Saved entries:
=== Section Start ===

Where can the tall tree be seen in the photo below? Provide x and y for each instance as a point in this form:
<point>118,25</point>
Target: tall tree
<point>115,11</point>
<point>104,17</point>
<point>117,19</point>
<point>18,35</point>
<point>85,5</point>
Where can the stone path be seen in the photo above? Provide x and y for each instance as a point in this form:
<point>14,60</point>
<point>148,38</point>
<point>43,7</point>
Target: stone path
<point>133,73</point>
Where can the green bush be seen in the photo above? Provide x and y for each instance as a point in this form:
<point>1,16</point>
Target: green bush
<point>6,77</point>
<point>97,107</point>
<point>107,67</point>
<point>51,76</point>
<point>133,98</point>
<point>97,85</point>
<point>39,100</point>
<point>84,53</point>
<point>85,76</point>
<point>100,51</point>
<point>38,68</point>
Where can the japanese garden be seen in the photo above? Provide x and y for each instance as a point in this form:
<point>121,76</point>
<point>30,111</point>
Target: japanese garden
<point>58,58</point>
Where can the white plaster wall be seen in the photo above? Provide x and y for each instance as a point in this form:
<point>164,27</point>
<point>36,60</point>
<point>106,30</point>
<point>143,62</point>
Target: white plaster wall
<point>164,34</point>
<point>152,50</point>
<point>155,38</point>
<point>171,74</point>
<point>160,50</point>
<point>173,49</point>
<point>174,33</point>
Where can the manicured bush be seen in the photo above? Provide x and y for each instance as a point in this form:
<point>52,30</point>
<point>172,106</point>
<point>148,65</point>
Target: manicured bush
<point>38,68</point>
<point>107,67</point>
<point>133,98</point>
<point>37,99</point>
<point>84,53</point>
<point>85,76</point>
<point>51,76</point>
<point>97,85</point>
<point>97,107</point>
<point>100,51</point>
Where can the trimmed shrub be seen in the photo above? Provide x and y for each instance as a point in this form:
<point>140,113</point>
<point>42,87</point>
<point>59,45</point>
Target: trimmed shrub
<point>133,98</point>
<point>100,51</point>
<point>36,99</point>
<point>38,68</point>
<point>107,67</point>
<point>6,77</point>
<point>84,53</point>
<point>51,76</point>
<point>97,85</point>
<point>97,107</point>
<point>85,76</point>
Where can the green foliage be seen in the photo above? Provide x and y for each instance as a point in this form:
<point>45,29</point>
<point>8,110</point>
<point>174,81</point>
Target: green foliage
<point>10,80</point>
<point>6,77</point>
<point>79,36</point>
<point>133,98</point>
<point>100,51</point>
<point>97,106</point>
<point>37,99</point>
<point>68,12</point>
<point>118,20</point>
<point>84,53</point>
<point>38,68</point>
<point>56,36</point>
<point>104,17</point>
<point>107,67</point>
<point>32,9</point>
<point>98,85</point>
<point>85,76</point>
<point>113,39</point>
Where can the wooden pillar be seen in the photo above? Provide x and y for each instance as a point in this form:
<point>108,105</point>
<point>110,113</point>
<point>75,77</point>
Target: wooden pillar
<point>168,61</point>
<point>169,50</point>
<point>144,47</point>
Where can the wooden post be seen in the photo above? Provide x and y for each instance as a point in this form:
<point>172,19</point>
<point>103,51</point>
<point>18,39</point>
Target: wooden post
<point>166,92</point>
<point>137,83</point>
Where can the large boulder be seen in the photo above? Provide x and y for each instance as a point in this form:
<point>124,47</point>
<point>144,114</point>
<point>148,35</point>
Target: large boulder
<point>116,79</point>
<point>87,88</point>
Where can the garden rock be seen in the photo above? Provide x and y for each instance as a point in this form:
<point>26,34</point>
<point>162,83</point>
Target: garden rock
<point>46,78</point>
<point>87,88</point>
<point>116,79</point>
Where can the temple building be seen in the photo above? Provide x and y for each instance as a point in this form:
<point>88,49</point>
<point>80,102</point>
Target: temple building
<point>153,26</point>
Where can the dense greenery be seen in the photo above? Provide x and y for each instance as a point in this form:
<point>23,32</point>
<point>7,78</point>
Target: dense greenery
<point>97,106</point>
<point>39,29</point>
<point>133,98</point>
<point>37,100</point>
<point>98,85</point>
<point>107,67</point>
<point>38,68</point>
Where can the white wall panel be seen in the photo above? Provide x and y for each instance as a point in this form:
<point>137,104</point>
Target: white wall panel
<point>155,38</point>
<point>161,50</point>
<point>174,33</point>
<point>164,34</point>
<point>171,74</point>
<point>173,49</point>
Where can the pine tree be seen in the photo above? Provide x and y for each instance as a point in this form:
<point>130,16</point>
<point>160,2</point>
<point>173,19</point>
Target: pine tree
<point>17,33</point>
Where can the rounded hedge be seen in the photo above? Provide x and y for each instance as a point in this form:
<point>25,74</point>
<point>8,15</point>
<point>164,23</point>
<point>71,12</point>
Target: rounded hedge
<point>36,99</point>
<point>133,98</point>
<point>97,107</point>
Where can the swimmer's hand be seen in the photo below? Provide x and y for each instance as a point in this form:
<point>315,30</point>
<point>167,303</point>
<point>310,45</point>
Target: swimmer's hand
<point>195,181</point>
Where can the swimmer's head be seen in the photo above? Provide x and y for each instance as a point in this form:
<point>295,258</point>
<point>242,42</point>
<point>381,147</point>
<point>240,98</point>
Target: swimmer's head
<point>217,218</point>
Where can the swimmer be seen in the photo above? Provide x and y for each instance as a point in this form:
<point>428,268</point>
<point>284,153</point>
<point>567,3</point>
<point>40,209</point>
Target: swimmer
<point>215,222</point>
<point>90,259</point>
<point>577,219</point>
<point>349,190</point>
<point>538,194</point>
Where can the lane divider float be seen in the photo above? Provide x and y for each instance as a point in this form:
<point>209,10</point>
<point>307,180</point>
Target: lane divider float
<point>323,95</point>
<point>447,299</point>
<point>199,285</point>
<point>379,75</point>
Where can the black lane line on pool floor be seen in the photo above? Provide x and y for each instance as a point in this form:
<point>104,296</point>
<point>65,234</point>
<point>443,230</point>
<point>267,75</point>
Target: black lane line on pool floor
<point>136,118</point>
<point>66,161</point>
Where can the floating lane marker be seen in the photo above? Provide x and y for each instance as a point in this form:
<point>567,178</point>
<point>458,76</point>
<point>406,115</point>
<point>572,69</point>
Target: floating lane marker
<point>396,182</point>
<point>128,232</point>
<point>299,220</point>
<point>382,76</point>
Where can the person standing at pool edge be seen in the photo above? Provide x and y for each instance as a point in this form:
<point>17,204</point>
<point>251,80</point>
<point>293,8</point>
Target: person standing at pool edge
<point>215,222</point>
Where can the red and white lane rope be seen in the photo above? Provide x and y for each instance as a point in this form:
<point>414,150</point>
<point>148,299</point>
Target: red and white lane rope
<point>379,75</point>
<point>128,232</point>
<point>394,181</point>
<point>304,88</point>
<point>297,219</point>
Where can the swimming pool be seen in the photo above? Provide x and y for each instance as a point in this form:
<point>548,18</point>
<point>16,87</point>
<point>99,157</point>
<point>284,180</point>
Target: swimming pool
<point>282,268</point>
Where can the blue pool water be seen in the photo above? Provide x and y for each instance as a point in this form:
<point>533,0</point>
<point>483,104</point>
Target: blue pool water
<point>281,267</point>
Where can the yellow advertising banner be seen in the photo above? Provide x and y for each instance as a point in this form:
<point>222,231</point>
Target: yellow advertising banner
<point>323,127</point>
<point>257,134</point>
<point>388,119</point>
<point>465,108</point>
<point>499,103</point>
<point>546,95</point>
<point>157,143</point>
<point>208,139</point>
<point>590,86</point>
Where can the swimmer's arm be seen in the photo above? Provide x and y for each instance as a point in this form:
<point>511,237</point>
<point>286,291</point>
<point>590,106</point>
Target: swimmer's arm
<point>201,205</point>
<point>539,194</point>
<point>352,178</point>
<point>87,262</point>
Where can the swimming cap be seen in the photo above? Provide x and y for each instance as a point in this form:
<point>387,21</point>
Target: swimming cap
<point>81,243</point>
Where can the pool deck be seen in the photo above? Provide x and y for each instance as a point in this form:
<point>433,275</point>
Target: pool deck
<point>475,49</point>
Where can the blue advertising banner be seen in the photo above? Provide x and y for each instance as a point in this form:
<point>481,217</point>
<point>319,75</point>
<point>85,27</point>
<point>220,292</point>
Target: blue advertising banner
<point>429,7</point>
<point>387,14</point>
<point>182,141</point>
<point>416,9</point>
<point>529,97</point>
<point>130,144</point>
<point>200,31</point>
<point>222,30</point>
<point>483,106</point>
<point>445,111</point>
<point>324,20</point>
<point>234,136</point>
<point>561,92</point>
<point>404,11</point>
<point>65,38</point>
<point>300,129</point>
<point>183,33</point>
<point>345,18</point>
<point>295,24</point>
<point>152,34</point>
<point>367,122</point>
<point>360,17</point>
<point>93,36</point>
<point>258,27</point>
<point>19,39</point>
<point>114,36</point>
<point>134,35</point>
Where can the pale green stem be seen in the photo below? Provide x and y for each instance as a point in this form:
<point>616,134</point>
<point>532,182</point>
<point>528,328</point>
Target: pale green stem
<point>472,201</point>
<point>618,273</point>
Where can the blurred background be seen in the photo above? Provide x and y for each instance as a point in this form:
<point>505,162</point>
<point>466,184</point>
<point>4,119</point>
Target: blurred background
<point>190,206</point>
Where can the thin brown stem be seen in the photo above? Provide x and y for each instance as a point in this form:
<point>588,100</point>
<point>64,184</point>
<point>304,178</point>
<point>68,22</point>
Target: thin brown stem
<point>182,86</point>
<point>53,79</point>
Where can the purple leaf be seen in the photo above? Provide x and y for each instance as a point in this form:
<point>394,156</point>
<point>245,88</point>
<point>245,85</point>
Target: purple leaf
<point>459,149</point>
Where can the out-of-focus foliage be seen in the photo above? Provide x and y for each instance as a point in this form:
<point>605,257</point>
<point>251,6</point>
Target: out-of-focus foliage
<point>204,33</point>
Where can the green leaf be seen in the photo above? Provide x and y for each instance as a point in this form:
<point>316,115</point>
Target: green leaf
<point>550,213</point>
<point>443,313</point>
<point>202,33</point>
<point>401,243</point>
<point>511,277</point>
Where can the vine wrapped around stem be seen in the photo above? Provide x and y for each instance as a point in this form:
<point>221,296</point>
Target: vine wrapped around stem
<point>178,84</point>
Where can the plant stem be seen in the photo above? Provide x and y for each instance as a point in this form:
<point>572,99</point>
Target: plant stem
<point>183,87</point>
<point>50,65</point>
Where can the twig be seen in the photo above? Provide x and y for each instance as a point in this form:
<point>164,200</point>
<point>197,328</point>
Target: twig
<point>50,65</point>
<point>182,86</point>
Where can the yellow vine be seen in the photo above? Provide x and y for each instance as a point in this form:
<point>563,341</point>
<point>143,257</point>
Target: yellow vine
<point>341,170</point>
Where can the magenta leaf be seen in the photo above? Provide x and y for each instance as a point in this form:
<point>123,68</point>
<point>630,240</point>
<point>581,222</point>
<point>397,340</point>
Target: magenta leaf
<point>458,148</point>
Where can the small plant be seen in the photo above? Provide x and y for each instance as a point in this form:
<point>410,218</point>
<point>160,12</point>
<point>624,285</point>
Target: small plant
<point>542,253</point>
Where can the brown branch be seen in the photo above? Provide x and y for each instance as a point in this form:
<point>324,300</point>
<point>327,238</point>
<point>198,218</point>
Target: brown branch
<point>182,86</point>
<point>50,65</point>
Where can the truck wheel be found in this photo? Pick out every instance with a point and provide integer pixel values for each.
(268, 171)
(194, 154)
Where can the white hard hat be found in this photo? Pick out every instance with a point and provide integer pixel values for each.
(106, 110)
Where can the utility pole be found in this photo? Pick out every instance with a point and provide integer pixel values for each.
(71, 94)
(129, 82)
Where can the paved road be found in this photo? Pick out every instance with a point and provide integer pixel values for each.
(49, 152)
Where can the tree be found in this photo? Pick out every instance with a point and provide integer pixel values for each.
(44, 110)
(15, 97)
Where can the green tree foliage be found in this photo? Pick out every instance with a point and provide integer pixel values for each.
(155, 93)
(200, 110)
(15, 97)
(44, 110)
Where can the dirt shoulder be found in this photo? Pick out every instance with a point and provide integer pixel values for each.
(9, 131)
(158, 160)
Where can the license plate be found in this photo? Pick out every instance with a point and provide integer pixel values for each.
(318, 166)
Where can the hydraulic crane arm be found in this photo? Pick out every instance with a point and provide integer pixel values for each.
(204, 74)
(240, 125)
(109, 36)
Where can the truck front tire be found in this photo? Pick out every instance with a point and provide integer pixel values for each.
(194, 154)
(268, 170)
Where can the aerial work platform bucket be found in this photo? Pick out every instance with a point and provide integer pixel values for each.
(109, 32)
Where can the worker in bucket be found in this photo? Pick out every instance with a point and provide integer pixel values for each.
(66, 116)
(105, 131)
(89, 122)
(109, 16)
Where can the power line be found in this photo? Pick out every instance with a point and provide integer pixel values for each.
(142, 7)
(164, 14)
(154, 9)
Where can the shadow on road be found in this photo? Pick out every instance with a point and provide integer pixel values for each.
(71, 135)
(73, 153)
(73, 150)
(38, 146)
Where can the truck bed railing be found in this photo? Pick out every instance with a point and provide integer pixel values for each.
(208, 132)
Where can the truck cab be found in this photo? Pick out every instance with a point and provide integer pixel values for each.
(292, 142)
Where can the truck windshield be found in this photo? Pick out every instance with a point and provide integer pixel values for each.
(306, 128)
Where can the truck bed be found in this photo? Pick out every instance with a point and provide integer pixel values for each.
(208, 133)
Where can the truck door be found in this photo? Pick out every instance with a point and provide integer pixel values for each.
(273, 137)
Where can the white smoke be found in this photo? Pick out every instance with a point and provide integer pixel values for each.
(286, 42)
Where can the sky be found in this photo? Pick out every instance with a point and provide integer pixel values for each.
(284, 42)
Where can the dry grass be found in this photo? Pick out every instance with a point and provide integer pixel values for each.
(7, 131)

=== Section End ===

Your assignment ▸ Go to the line with "Where can the dense" in the entries above and repeat every line from there through the line with "<point>242,42</point>", exactly and with no other text.

Task solution ▸
Where can the dense greenery be seen in the photo above? Provide x and y for each instance as a point in this form:
<point>23,32</point>
<point>7,78</point>
Target: dense greenery
<point>97,106</point>
<point>39,29</point>
<point>133,98</point>
<point>37,100</point>
<point>98,85</point>
<point>107,67</point>
<point>38,68</point>
Where can the white wall panel be seen in the photo above? Provide x and y for each instance as a point in this form:
<point>137,104</point>
Target: white wall panel
<point>155,38</point>
<point>161,50</point>
<point>174,33</point>
<point>164,34</point>
<point>171,74</point>
<point>173,49</point>
Where can the pine tree be seen in the photo above? Provide x and y for each instance as a point in this form:
<point>130,16</point>
<point>160,2</point>
<point>173,19</point>
Target: pine tree
<point>17,33</point>
Where can the rounded hedge be seen in the photo above? Provide x and y for each instance as a point in this form:
<point>25,74</point>
<point>8,15</point>
<point>164,23</point>
<point>71,12</point>
Target: rounded hedge
<point>36,99</point>
<point>133,98</point>
<point>97,107</point>
Where can the swimmer's hand be seen in the photo below? Provide x and y for each instance as a point in this form:
<point>315,30</point>
<point>167,303</point>
<point>310,45</point>
Target: swimmer's hand
<point>195,181</point>
Where can the swimmer's head be seen in the photo above? Provide x and y for each instance as a point in this form:
<point>295,258</point>
<point>242,42</point>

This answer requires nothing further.